* _Exercise passage_:
___

The start of the game should start everyone off on relatively equal footing, so that certain types of characters don't become inherently "better" than others. You no longer have to worry about matching race, gender, class, and birthsign to give yourself a good start in your skills. Everyone starts low, and moves up their own way.
I don't think it should be like that... The whole point of attributes is to establish where they 'stand', and its not always equal footing ~that's the point. Certain characters
should be inherently better than others at specific things (or tasks). Its bad IMO that every orc starts out with the same stats ~no one starts out as a blank slate on equal footing, unless they are a clone with no childhood.
But that's the thing, YOU decide your characters backstory. Trust me, your back story was limited in every game including Skyrim and you as the player filled the gaps and completed the backstory. In Arena, you were imprisoned because you decided to not go along with Jagar Tharn in his plot. In Daggerfall, your sent as an emissary to Daggerfall to exorcise the King of Daggerfall's spirit and then you crash. In Morrowind, your a prisoner that was sent to Morrowind by the order of Emperor. In Oblivion, your a prisoner that ends up being freed when the emperor walks through your cell. In Skyrim you were captured as you passed into Skyrim and were imprisoned and slated for execution. I just don't see how attributes are supposed to set up a backstory, especially since all attributes are the same to people at the very beginning with only slight variations depending on race. Then you go on for a little bit and pick a sign (or have a sign picked at the same time as your race, it depends on the game) and even then the variation in attribute is very small and it will be the same in Skyrim. Some people have it in their mind they won't have any variation when in reality they will have more and it's not going to be only later in the game when your character is differentiated but there will be just as much variation and just as earlier as there was in the previous games.
I have all of those games, and does the story not get slimmer with each? This is not something I like in an RPG, as no RPG to date is capable of intelligently acknowledging a completely custom character. I don't want a PC with no past, or a PC with an irrelevant one.
Except, that is for pen and paper RPGs. You can already have the unique psychology and biology represented in visual and audio values in a video game. If someone is strong, you can see that by their muscle tone. If someone is intelligent, you can tell that during the conversation with them. If someone is insane, that's not even an attribute but a conversation with them in the game can reveal that.
You cannot see what a person can lift based on appearance (and none of the other attributes are visual).
Strength is not pure muscle either... A weaker person that knows how to use their own body can lift a weight that a stronger person perhaps cannot. (Granted... I've played RPGs that state in their rules, Strength is a Deadlift; but realistically strength is not just pure muscle).
Everything that you and others have said you wanted out of those attributes can be covered by the game and actions that NPCs are now able to do.
But we don't want that. :shrug:
I want clear values that define the bounds of my PC in the gameworld; Stats.
...
Anyway, I just wanted to offer a different perspective on how to think of attributes, such that getting rid of them is not an unnatural move.
Its plausible, but not something that I would enjoy (for the reasons above).

___

* _Aim of the exercise_: Reproduce, word for word, the stretch of the discussion about character attributes from "Everything that you" through "an unnatural move.".

* _Stored records_:
___

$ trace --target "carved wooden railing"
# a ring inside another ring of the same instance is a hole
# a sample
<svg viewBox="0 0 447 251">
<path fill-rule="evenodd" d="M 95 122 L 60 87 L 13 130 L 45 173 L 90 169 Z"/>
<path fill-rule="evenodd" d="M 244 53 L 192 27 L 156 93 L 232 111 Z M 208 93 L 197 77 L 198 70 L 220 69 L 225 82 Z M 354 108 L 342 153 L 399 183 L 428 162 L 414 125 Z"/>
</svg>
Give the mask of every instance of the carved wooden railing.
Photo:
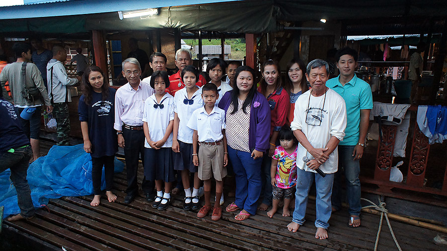
<svg viewBox="0 0 447 251">
<path fill-rule="evenodd" d="M 409 108 L 407 112 L 411 112 L 412 111 L 417 111 L 417 107 L 412 106 Z M 430 145 L 429 144 L 428 138 L 419 129 L 417 123 L 415 122 L 414 124 L 406 180 L 402 183 L 389 181 L 391 168 L 393 164 L 393 151 L 396 140 L 397 126 L 382 125 L 381 126 L 382 137 L 381 140 L 379 139 L 378 142 L 376 158 L 374 165 L 373 179 L 361 177 L 362 183 L 375 184 L 378 188 L 375 189 L 366 189 L 362 188 L 363 190 L 428 203 L 431 203 L 432 201 L 430 201 L 429 198 L 424 197 L 424 193 L 447 196 L 447 166 L 445 166 L 446 167 L 444 172 L 444 177 L 442 179 L 443 186 L 441 188 L 426 187 L 425 186 L 427 163 L 430 156 L 429 153 Z M 444 162 L 444 164 L 446 164 L 446 161 Z M 410 198 L 409 197 L 412 197 L 411 195 L 409 196 L 408 194 L 402 195 L 401 193 L 396 193 L 393 190 L 394 188 L 420 192 L 422 193 L 421 194 L 423 195 Z M 440 203 L 444 205 L 443 203 L 446 202 Z"/>
</svg>

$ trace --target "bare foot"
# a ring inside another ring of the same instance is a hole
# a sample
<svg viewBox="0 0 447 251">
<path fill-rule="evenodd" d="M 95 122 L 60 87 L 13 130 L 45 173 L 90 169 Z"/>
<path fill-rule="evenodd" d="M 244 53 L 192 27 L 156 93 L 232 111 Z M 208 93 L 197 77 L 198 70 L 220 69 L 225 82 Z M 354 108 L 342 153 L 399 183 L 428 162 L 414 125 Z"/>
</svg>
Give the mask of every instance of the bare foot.
<svg viewBox="0 0 447 251">
<path fill-rule="evenodd" d="M 284 217 L 289 217 L 290 216 L 290 211 L 289 211 L 289 208 L 285 207 L 283 207 L 283 216 Z"/>
<path fill-rule="evenodd" d="M 109 202 L 114 202 L 116 200 L 116 195 L 114 194 L 112 191 L 106 191 L 106 195 Z"/>
<path fill-rule="evenodd" d="M 250 215 L 251 215 L 248 213 L 248 212 L 245 211 L 245 209 L 242 209 L 242 211 L 239 212 L 238 214 L 236 214 L 236 216 L 234 216 L 234 219 L 236 220 L 243 221 L 244 220 L 248 219 L 250 217 Z"/>
<path fill-rule="evenodd" d="M 99 202 L 101 200 L 101 195 L 95 195 L 93 200 L 90 202 L 90 205 L 91 206 L 98 206 L 99 205 Z"/>
<path fill-rule="evenodd" d="M 173 194 L 178 194 L 180 193 L 180 190 L 178 188 L 174 188 L 174 189 L 171 191 L 171 193 Z"/>
<path fill-rule="evenodd" d="M 356 228 L 360 226 L 360 217 L 359 215 L 351 215 L 349 218 L 349 222 L 348 225 Z"/>
<path fill-rule="evenodd" d="M 267 212 L 267 215 L 268 215 L 269 217 L 272 218 L 272 217 L 273 217 L 273 215 L 275 214 L 275 213 L 276 213 L 276 209 L 275 209 L 275 208 L 272 208 L 271 209 L 270 209 L 270 211 Z"/>
<path fill-rule="evenodd" d="M 289 225 L 287 225 L 287 229 L 289 229 L 289 231 L 290 232 L 293 232 L 294 233 L 296 233 L 297 231 L 298 231 L 298 229 L 299 228 L 299 225 L 296 223 L 294 222 L 293 221 L 289 223 Z"/>
<path fill-rule="evenodd" d="M 326 240 L 327 239 L 327 231 L 322 228 L 317 228 L 317 231 L 315 233 L 315 239 L 320 240 Z"/>
<path fill-rule="evenodd" d="M 263 203 L 262 204 L 259 205 L 259 206 L 258 207 L 258 209 L 261 211 L 265 211 L 269 208 L 269 205 L 265 203 Z"/>
</svg>

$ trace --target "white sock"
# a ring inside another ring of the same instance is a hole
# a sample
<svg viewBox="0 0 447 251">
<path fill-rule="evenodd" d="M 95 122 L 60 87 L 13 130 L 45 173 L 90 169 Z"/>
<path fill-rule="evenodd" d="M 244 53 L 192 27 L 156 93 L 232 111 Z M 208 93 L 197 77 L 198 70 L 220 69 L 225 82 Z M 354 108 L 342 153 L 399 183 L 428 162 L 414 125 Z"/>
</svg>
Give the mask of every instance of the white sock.
<svg viewBox="0 0 447 251">
<path fill-rule="evenodd" d="M 193 197 L 194 197 L 195 196 L 199 196 L 199 189 L 198 189 L 194 188 L 193 189 Z M 198 202 L 199 202 L 199 200 L 197 199 L 197 198 L 193 199 L 193 203 L 197 203 Z"/>
<path fill-rule="evenodd" d="M 190 189 L 189 188 L 187 188 L 185 189 L 185 197 L 191 197 L 191 189 Z M 186 203 L 190 203 L 190 202 L 191 202 L 191 199 L 188 198 L 185 200 L 185 202 Z"/>
<path fill-rule="evenodd" d="M 159 196 L 160 197 L 163 196 L 163 191 L 157 191 L 157 196 Z M 158 202 L 160 200 L 161 200 L 161 199 L 158 197 L 155 197 L 155 201 L 156 202 Z"/>
<path fill-rule="evenodd" d="M 164 203 L 163 203 L 163 201 L 161 201 L 161 204 L 166 204 L 167 203 L 168 199 L 171 198 L 171 194 L 165 192 L 164 194 L 163 194 L 163 200 L 164 201 Z"/>
</svg>

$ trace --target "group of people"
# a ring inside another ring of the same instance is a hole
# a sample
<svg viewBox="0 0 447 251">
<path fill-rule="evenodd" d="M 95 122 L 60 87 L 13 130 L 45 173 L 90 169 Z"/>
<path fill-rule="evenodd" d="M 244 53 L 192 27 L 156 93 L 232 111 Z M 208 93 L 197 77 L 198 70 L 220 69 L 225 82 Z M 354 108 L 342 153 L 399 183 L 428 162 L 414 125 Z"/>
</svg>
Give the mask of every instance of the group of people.
<svg viewBox="0 0 447 251">
<path fill-rule="evenodd" d="M 211 79 L 207 83 L 192 65 L 189 50 L 176 52 L 179 70 L 171 76 L 165 56 L 155 53 L 149 59 L 154 73 L 143 80 L 138 61 L 125 60 L 122 74 L 128 83 L 116 91 L 104 82 L 100 68 L 87 67 L 78 110 L 84 149 L 92 157 L 95 196 L 91 205 L 100 203 L 103 166 L 106 195 L 110 202 L 117 198 L 112 192 L 113 159 L 120 146 L 127 167 L 125 203 L 138 194 L 141 156 L 142 190 L 155 208 L 169 206 L 176 181 L 177 188 L 184 190 L 185 210 L 198 210 L 199 218 L 211 212 L 212 219 L 219 220 L 224 182 L 234 175 L 235 200 L 226 211 L 237 211 L 235 219 L 244 220 L 271 205 L 267 213 L 272 217 L 283 199 L 284 216 L 290 216 L 290 207 L 295 205 L 288 228 L 296 232 L 304 222 L 314 180 L 315 238 L 324 239 L 331 213 L 341 209 L 339 183 L 344 175 L 348 224 L 359 226 L 359 161 L 372 102 L 369 85 L 354 73 L 357 55 L 348 48 L 340 50 L 335 58 L 340 74 L 331 79 L 326 62 L 317 59 L 306 66 L 293 60 L 284 83 L 273 61 L 262 64 L 258 81 L 249 66 L 213 59 L 207 67 Z M 66 82 L 70 81 L 67 77 Z M 216 198 L 212 205 L 212 180 Z M 205 204 L 201 207 L 202 184 Z"/>
</svg>

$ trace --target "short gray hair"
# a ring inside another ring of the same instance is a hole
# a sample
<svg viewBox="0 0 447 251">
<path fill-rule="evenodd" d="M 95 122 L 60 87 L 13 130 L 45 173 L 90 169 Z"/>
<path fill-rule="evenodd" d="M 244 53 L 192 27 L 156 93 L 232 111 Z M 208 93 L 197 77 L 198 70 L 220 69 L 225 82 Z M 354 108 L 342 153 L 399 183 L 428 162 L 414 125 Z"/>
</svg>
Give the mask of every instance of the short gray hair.
<svg viewBox="0 0 447 251">
<path fill-rule="evenodd" d="M 191 53 L 191 51 L 189 50 L 186 50 L 186 49 L 179 49 L 175 52 L 175 61 L 177 61 L 177 58 L 178 57 L 178 55 L 180 54 L 182 52 L 185 52 L 189 55 L 189 58 L 192 59 L 192 54 Z"/>
<path fill-rule="evenodd" d="M 310 73 L 310 70 L 315 68 L 320 68 L 324 66 L 326 68 L 326 74 L 329 74 L 329 64 L 326 61 L 321 59 L 314 59 L 307 64 L 306 67 L 306 72 L 308 74 Z"/>
<path fill-rule="evenodd" d="M 121 63 L 121 67 L 123 68 L 123 70 L 124 70 L 124 64 L 127 63 L 137 64 L 137 66 L 138 66 L 138 68 L 140 69 L 140 70 L 141 70 L 141 66 L 140 65 L 140 62 L 139 62 L 137 60 L 137 59 L 135 58 L 126 59 L 124 61 L 123 61 L 123 63 Z"/>
</svg>

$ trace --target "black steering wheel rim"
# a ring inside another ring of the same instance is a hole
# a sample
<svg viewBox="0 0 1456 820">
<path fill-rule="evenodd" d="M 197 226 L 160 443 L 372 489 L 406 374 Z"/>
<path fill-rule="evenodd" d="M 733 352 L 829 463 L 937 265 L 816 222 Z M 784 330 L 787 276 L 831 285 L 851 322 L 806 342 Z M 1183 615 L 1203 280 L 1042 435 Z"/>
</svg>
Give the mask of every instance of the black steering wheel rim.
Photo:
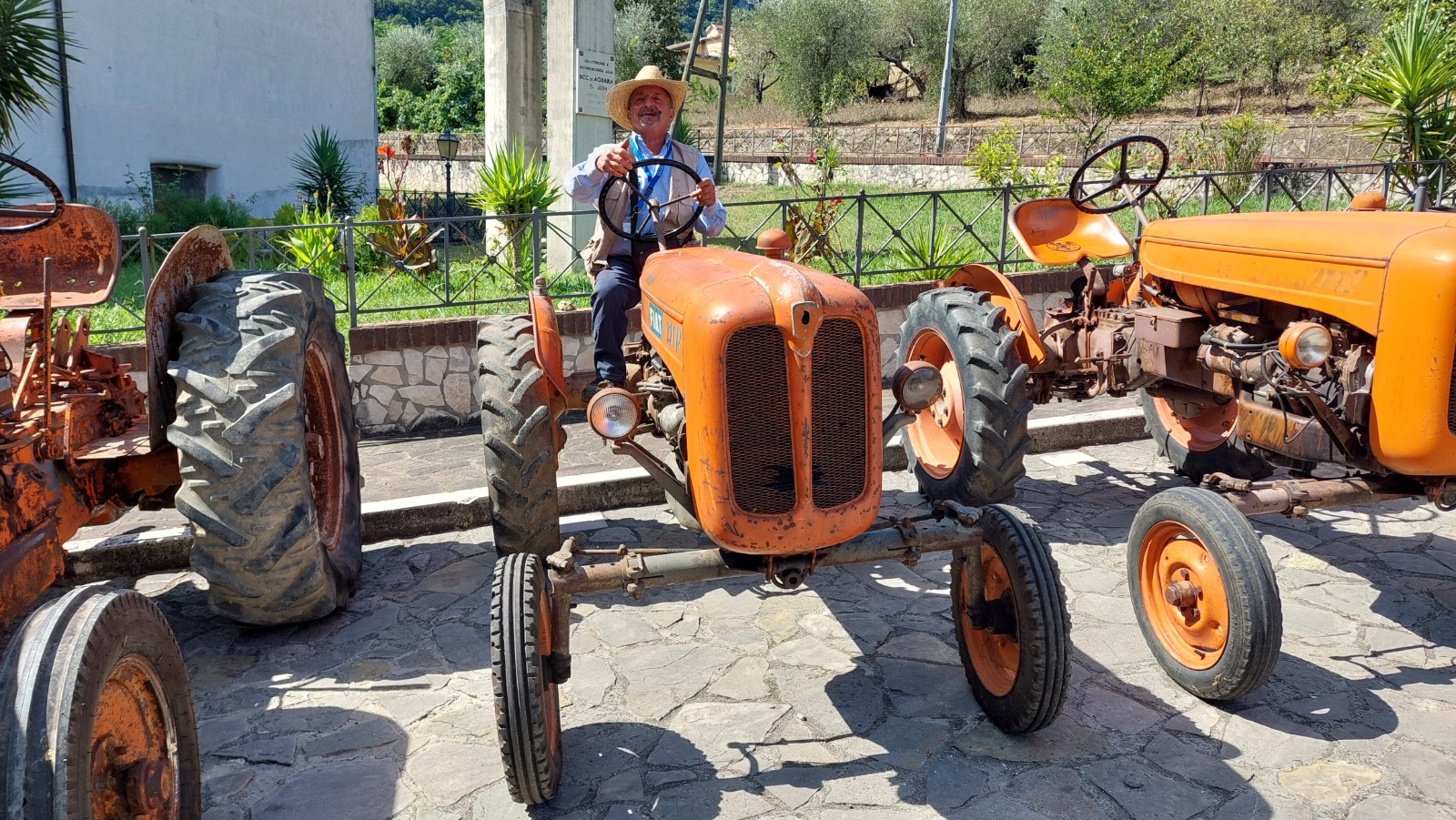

___

* _Task result_:
Everything that you and others have said you wanted out of those attributes can be covered by the game and actions that NPCs are now able to do.
But we don't want that. :shrug:
I want clear values that define the bounds of my PC in the gameworld; Stats.
...
Anyway, I just wanted to offer a different perspective on how to think of attributes, such that getting rid of them is not an unnatural move.